- What this task involves
Copy the data below word for word, leaving out the pictures.

- Records for the exercise
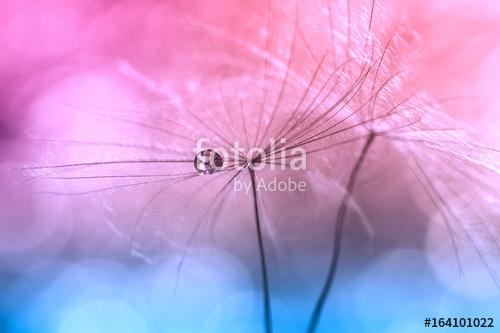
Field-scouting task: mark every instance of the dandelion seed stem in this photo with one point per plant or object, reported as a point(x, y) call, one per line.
point(265, 279)
point(341, 215)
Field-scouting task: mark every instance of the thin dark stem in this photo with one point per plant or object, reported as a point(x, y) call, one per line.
point(341, 215)
point(262, 255)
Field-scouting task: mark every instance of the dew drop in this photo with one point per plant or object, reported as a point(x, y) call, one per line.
point(208, 161)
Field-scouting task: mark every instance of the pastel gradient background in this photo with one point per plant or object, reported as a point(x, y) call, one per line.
point(64, 267)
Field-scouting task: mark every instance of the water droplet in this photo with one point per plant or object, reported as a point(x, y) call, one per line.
point(208, 161)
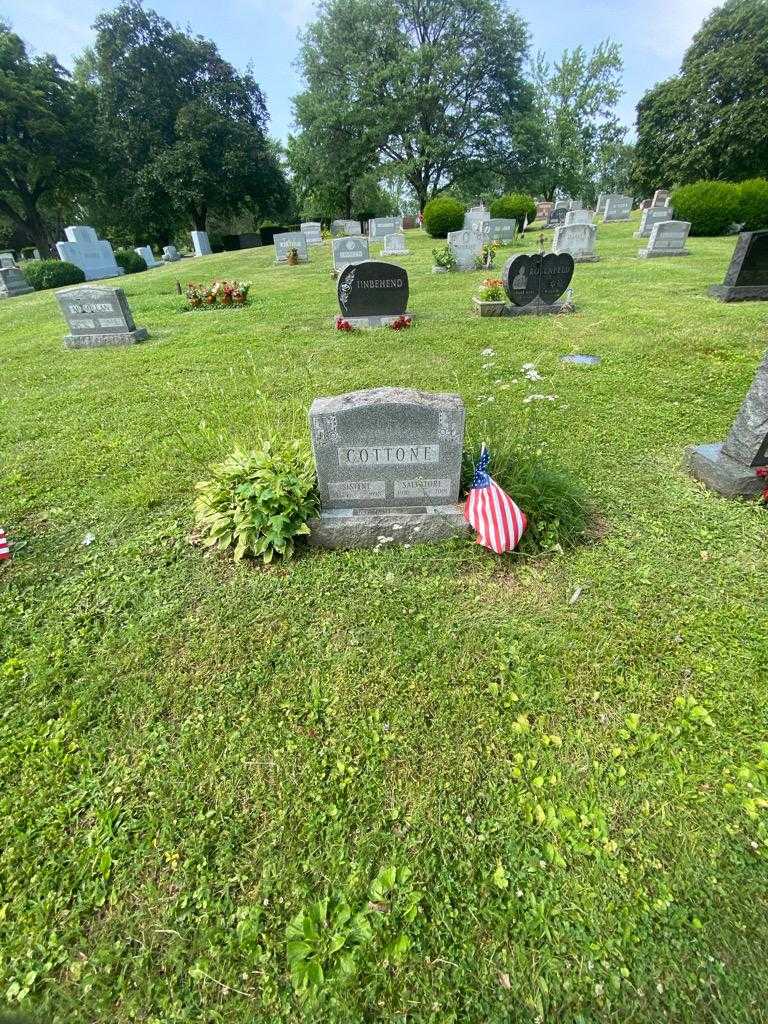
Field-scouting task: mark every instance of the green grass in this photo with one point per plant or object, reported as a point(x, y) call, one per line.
point(193, 754)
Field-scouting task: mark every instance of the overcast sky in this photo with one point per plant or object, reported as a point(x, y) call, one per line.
point(653, 35)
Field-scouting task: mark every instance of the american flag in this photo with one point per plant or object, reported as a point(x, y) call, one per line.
point(497, 520)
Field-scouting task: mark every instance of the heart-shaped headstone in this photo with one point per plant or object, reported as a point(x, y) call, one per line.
point(537, 276)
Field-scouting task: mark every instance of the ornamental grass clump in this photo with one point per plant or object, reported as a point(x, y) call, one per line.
point(258, 502)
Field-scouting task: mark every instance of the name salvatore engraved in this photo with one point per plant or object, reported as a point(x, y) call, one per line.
point(389, 455)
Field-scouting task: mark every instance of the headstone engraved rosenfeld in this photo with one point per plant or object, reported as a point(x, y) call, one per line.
point(348, 250)
point(579, 240)
point(94, 256)
point(730, 468)
point(287, 241)
point(668, 238)
point(466, 247)
point(13, 283)
point(650, 216)
point(388, 465)
point(747, 278)
point(98, 316)
point(373, 294)
point(536, 283)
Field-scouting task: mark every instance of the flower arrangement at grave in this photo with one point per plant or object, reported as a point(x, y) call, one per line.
point(224, 293)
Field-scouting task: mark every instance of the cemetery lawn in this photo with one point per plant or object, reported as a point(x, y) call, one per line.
point(485, 790)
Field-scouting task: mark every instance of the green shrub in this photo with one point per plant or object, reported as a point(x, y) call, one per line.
point(441, 215)
point(517, 205)
point(753, 204)
point(555, 505)
point(52, 273)
point(130, 261)
point(710, 206)
point(258, 502)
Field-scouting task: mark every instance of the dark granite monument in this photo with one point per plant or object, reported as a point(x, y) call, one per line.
point(747, 278)
point(388, 464)
point(373, 294)
point(730, 468)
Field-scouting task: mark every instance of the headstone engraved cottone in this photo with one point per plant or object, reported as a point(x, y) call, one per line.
point(373, 294)
point(394, 245)
point(747, 278)
point(668, 238)
point(12, 283)
point(650, 216)
point(201, 244)
point(98, 316)
point(147, 256)
point(616, 208)
point(578, 217)
point(730, 468)
point(287, 241)
point(94, 256)
point(379, 227)
point(388, 464)
point(535, 283)
point(347, 251)
point(340, 227)
point(579, 240)
point(466, 247)
point(313, 231)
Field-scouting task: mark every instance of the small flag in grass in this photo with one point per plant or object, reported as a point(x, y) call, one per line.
point(497, 520)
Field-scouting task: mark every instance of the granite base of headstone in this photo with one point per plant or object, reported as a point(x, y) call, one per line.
point(12, 283)
point(747, 278)
point(98, 317)
point(730, 468)
point(388, 464)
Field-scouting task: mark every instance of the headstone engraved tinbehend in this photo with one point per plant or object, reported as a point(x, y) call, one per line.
point(373, 294)
point(668, 238)
point(388, 465)
point(536, 283)
point(313, 231)
point(379, 227)
point(747, 278)
point(98, 316)
point(730, 468)
point(650, 216)
point(349, 250)
point(147, 256)
point(617, 208)
point(579, 240)
point(94, 256)
point(201, 244)
point(12, 283)
point(578, 217)
point(466, 247)
point(287, 241)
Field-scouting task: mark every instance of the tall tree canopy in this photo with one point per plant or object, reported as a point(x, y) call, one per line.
point(710, 121)
point(182, 132)
point(45, 144)
point(422, 88)
point(583, 137)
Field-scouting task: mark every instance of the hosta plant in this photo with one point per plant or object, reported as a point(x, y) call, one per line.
point(258, 502)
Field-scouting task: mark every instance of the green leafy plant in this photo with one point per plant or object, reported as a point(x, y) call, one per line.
point(130, 261)
point(441, 215)
point(52, 273)
point(710, 206)
point(753, 204)
point(517, 205)
point(258, 502)
point(443, 257)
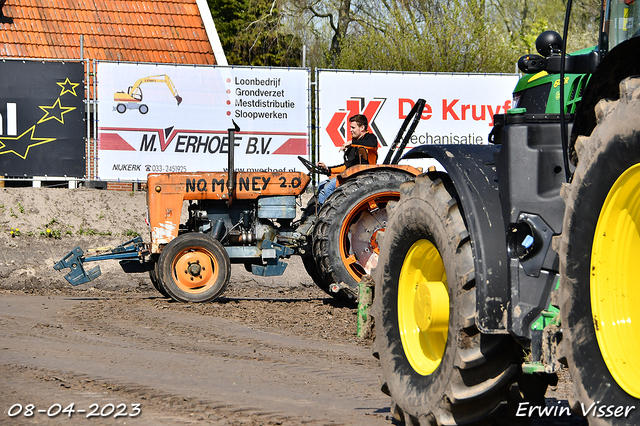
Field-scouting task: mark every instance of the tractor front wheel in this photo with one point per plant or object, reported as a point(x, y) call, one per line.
point(194, 268)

- Reply
Field-scouting task: mark every instance of the dandelion seed stem in this photo with one point per plant or object, reported as a point(x, y) call, one per line.
point(265, 279)
point(341, 215)
Field-scouting task: mark every instance of the thin dark stem in this photo with one point per plant or object, reported as a point(x, y) call, one per line.
point(341, 215)
point(262, 255)
Field-scouting task: mark every instance of the dew drop in this photo with one point per plant or object, reported as a point(x, y) call, one per line.
point(208, 161)
Field-scouting task: mark every instance of the pastel gradient background in this photo with one point per plant or object, reported as a point(x, y) call, one per line.
point(64, 267)
Field-scouting task: mark every instance of the water droplet in this photo with one point per plant or object, reported as a point(x, y) call, one per line.
point(208, 161)
Field-scouting task: mark every instance of the green grass in this photo with one point per plant or object, reported as a point(x, y) call, one per line.
point(193, 754)
Field-scouting task: mark every instance of the overcast sky in this photo with one point per plant or object, reported as a point(x, y) call, one per line.
point(653, 35)
Field-scouting task: mark every instance of the american flag in this photo with one point per plant or object, reported as a point(x, y) call, one per line.
point(497, 520)
Field-scouting task: mark every instance of the heart-shaped headstone in this photo with one point per plant or object, reported as a point(x, y) call, one per line.
point(537, 276)
Field-scouting task: mark every instance of the ornamental grass clump in this photo with one point per plant or object, reported as a point(x, y) call, one per line.
point(258, 502)
Field-scouting task: mark every instance of the name salvatore engraved in this photo with one point per plant or object, reported as a point(x, y) call, one per line.
point(389, 455)
Field-scouting task: mark every instance of the headstone engraved rosenfeld in this photo with one point per plant or object, reported as a point(x, y) call, one per line.
point(348, 250)
point(579, 240)
point(94, 256)
point(730, 468)
point(287, 241)
point(668, 238)
point(466, 247)
point(13, 283)
point(650, 216)
point(388, 465)
point(747, 278)
point(98, 316)
point(373, 294)
point(536, 283)
Field-scouting task: mark every instance of the flower arrangement at grave in this photo with one point per plant or object, reported as a point(x, y) call, one per line.
point(224, 293)
Field-scouting task: mark every instance of the cemetery lawn in this photo with one point per plant or object, reported as a point(x, y) call, one per line.
point(485, 790)
Field-scouting task: mark every instance of the green shrub in this photo with one point per plant or object, reported as a point(x, y) call, one per line.
point(441, 215)
point(517, 205)
point(753, 204)
point(555, 505)
point(52, 273)
point(130, 261)
point(710, 206)
point(258, 502)
Field-scouting task: mark every instance of the dark granite monument in this photo with one point per plant or object, reported as a point(x, y) call, one per line.
point(747, 278)
point(388, 464)
point(373, 294)
point(730, 468)
Field-scouting task: mark every instance of the headstone engraved cottone in this photo with one point per plant or object, reported as a point(x, y) call, one per line.
point(373, 294)
point(394, 245)
point(747, 278)
point(668, 238)
point(12, 283)
point(650, 216)
point(201, 244)
point(98, 316)
point(147, 256)
point(616, 208)
point(578, 217)
point(730, 468)
point(287, 241)
point(94, 256)
point(379, 227)
point(388, 464)
point(535, 283)
point(347, 251)
point(340, 227)
point(579, 240)
point(466, 247)
point(313, 231)
Field-scouting task: mark every instance of the small flag in grass in this photo with one point per plant or object, reported as a point(x, y) call, one per line.
point(497, 520)
Field-scouting task: mark every instance of the granite base of headstone in this photo with one point per plant or object, reported as a point(x, y) call, one per line.
point(12, 283)
point(747, 278)
point(98, 317)
point(730, 468)
point(388, 464)
Field-scouting task: mark every instance of the headstone engraved tinbehend in this photo with one point per plant or object, reported as a point(x, y) call, one per line.
point(373, 294)
point(668, 238)
point(388, 465)
point(536, 283)
point(313, 231)
point(379, 227)
point(747, 278)
point(98, 316)
point(730, 468)
point(650, 216)
point(349, 250)
point(147, 256)
point(617, 208)
point(579, 240)
point(94, 256)
point(201, 244)
point(12, 283)
point(578, 217)
point(466, 247)
point(287, 241)
Field-scouting task: mark every instance of the tall tree canopy in this photo with one point per plant or object, reported as a point(x, y) call, one per line.
point(710, 121)
point(182, 132)
point(45, 144)
point(422, 88)
point(583, 137)
Field-scouting task: mark every instance of the hosta plant in this photo with one point per plant or object, reported as a point(x, y) call, one per line.
point(258, 502)
Field-scouting task: mark every instance of the green leafy plant in this photo with one point per plant or object, reported as a point(x, y) call, one per line.
point(130, 261)
point(441, 215)
point(52, 273)
point(710, 206)
point(753, 204)
point(517, 205)
point(258, 502)
point(443, 257)
Field-scouting task: mark every instance of the tractor front wheel in this photo with one point per plant or object, reported as a point(x, y) call, one per line.
point(194, 268)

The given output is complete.